= Input data =
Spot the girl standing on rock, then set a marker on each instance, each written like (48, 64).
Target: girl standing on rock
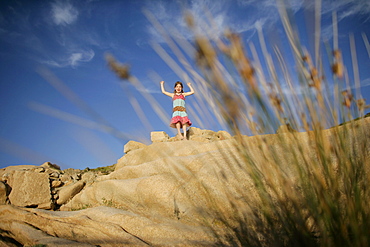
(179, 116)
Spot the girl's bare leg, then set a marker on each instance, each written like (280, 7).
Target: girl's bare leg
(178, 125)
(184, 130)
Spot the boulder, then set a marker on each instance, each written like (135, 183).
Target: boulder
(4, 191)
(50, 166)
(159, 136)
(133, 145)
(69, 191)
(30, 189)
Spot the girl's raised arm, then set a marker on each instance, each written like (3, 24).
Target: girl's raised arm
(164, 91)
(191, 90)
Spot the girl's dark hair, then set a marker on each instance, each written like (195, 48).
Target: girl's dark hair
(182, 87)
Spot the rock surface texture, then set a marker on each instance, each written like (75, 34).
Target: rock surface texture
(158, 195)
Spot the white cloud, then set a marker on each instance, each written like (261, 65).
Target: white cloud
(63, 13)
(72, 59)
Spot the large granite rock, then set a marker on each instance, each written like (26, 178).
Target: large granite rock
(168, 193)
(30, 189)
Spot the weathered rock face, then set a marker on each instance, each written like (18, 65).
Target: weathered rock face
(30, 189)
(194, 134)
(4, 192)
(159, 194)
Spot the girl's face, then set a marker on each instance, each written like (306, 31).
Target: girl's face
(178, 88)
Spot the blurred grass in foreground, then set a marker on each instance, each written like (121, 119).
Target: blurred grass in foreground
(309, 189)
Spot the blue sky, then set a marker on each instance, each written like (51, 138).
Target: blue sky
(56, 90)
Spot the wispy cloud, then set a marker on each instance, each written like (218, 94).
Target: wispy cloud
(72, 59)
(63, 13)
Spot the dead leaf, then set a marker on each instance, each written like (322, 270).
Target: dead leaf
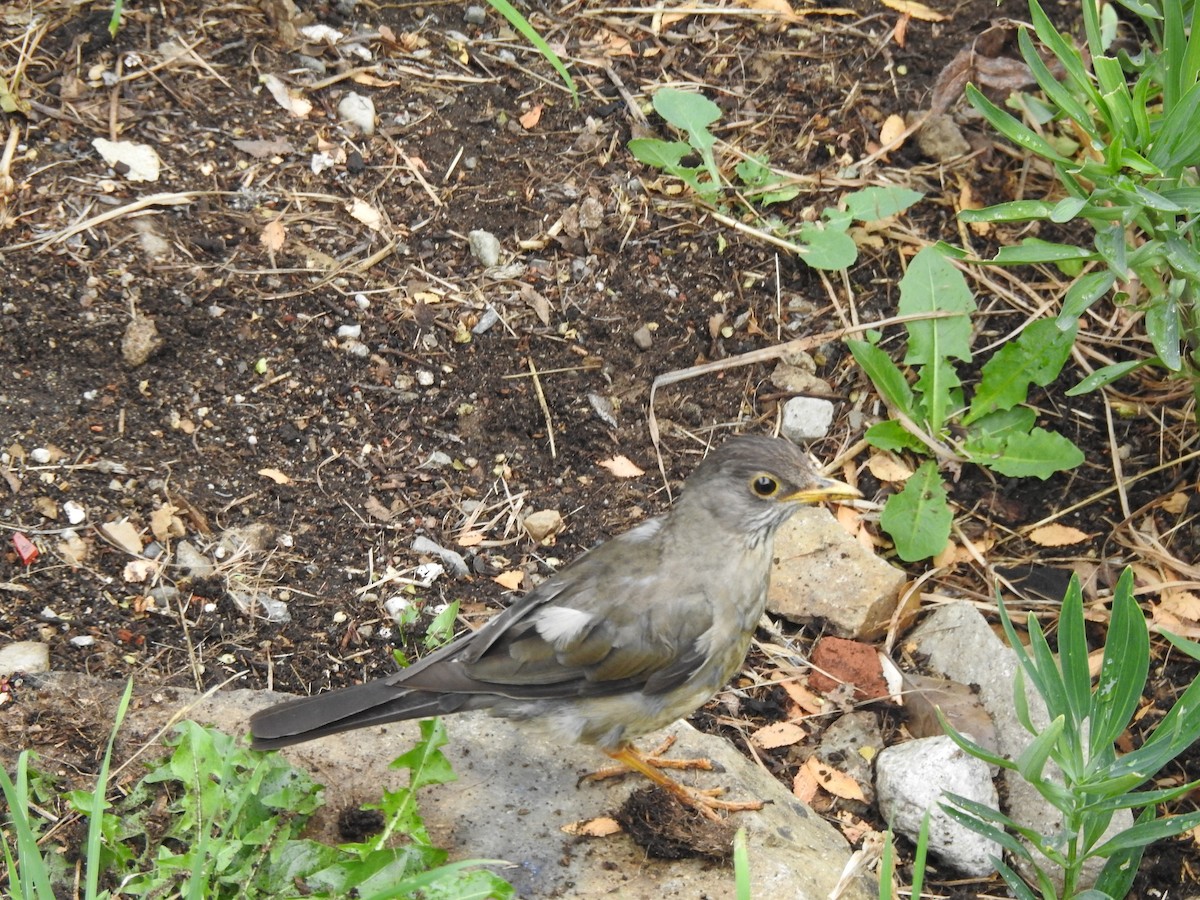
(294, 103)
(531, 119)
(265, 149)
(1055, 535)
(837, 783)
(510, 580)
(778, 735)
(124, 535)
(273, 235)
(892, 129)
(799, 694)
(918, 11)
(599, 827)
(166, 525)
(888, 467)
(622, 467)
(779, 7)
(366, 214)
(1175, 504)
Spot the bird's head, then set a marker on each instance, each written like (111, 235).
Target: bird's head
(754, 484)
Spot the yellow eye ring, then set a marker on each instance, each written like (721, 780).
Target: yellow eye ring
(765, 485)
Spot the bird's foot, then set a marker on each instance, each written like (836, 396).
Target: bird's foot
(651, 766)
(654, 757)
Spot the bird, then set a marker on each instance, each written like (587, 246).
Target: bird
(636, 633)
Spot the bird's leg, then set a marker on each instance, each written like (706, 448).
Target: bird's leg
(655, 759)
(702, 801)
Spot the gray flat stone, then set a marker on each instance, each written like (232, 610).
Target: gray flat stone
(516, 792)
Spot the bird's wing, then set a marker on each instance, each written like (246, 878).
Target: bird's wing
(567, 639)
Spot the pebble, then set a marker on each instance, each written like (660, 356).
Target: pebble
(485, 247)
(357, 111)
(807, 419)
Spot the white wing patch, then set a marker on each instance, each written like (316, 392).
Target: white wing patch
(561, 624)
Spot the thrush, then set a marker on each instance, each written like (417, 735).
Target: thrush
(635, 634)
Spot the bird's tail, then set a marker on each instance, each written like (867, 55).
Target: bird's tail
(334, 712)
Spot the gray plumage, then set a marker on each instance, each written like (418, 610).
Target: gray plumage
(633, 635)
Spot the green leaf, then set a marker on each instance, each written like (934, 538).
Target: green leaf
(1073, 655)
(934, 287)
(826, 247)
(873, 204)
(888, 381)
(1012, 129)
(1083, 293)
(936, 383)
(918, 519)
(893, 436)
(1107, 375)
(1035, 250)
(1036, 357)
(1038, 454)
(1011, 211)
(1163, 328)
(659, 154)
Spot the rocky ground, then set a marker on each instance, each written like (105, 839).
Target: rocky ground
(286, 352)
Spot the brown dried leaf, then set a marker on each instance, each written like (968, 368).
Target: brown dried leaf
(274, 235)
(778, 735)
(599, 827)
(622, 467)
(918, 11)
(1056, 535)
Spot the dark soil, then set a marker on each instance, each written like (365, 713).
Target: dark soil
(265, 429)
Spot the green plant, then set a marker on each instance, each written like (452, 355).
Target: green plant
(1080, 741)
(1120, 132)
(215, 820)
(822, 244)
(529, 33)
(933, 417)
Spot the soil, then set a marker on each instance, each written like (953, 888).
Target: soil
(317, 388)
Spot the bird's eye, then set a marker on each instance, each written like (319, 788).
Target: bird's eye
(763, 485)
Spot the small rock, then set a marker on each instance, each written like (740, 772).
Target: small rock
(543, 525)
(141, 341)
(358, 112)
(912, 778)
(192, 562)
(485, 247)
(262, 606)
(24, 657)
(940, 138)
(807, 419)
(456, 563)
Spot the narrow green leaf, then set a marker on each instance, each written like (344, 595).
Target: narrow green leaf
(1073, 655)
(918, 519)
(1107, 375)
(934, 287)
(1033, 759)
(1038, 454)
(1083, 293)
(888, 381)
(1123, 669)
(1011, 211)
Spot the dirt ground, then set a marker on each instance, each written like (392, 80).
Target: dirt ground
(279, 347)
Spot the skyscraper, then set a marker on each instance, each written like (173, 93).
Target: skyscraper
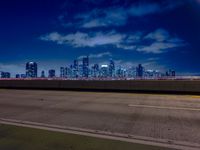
==
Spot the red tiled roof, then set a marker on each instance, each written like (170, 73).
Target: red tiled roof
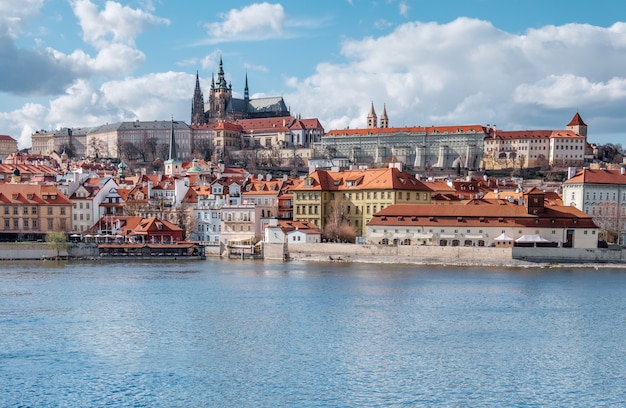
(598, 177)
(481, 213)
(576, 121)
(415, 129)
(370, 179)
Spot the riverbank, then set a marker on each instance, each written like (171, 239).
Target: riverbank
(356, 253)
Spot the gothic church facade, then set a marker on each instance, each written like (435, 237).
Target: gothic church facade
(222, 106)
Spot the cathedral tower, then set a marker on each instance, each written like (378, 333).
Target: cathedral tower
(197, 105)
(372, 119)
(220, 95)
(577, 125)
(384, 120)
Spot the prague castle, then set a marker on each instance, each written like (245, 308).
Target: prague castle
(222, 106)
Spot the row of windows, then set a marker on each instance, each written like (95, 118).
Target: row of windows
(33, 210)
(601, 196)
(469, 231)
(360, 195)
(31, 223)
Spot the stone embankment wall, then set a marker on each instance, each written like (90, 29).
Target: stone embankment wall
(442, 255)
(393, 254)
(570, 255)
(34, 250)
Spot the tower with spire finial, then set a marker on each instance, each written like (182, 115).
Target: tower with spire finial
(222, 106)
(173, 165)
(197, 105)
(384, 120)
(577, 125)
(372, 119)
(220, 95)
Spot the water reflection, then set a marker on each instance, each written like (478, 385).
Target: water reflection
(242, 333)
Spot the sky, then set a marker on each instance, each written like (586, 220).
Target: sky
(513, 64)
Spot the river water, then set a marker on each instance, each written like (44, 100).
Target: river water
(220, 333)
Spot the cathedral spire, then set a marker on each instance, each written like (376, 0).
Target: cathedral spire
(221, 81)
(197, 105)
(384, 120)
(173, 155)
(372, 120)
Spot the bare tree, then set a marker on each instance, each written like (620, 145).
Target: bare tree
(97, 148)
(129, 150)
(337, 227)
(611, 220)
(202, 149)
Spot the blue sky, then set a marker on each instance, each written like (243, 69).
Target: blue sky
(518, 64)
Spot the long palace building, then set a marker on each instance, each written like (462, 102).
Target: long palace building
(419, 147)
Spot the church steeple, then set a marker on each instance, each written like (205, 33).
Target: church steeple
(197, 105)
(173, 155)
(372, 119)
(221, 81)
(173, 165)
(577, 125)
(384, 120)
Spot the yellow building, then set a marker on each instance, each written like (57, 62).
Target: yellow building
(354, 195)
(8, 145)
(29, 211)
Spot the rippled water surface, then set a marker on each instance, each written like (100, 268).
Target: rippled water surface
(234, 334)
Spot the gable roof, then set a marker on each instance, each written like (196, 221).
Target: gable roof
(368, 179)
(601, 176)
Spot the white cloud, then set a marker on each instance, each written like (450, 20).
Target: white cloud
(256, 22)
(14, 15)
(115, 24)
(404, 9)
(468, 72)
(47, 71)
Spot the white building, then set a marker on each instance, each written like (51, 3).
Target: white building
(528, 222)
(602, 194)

= What the task requires =
Look over the material above and show each line where "skyscraper" appears.

= Written solution =
Spot the skyscraper, then set a marker on each instance, each written like (173, 93).
Target: skyscraper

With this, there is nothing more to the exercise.